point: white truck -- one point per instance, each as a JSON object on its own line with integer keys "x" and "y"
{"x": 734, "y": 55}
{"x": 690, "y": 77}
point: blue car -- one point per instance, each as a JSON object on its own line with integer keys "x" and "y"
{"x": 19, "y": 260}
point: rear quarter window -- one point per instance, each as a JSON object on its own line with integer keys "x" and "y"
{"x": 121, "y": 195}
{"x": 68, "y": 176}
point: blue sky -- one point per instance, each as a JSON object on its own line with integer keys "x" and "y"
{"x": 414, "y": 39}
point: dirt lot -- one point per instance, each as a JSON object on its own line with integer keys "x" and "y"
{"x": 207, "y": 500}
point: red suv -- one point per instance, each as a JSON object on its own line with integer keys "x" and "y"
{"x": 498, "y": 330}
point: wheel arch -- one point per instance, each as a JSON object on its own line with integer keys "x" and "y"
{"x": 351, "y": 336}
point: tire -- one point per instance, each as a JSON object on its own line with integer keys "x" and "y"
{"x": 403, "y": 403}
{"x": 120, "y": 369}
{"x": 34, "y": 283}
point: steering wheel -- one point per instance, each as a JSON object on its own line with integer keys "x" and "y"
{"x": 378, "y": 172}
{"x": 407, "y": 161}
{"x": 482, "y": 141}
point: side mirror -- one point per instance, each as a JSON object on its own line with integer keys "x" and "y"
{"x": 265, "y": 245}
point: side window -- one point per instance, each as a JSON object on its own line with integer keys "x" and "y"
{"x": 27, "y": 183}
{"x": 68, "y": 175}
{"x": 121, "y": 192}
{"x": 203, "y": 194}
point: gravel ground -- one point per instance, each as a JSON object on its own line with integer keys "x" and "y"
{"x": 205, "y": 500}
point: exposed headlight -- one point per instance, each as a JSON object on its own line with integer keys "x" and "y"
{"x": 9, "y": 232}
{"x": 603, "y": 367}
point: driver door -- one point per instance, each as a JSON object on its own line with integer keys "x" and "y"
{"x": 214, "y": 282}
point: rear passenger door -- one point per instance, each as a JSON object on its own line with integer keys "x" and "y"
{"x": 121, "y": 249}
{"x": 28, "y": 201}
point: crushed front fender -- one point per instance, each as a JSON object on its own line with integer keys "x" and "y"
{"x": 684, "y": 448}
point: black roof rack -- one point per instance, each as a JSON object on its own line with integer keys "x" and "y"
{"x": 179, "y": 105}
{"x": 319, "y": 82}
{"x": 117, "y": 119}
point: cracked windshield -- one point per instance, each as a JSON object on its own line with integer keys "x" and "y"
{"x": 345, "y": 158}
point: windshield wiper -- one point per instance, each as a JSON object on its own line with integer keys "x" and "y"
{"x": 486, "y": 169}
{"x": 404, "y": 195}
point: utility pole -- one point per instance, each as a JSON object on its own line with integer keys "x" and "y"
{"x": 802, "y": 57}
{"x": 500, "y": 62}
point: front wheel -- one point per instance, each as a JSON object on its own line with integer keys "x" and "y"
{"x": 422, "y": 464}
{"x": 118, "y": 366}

→ **PROBLEM REQUIREMENTS**
Print exactly the lines above, starting at the line that contains "point: rear passenger" and ending with the last line of the records, both included.

→ **ANSWER**
point: rear passenger door -- one point per instance, each as a JSON object on its own line with integer keys "x" and "y"
{"x": 121, "y": 249}
{"x": 28, "y": 201}
point: crushed front fender -- one point per instance, each as a JSON object on its own line with integer keys "x" and "y"
{"x": 684, "y": 448}
point: black roof rack -- one point per instance, each as a JSON object on its own line with integer keys "x" and "y"
{"x": 179, "y": 105}
{"x": 319, "y": 82}
{"x": 117, "y": 119}
point: cracked windshield -- one point per instance, each as a JSON object on its own line with integer keys "x" and "y"
{"x": 345, "y": 158}
point: windshield wiper -- one point per instance, each as a JSON object on its own line with integer keys "x" and "y"
{"x": 486, "y": 169}
{"x": 404, "y": 195}
point: utility pole -- one point per instance, each as a JSON object on its own line with integer keys "x" and "y"
{"x": 802, "y": 57}
{"x": 500, "y": 62}
point: front wheel -- one point per instance, each as a JSON object on its own line with integer keys "x" and "y"
{"x": 422, "y": 464}
{"x": 118, "y": 366}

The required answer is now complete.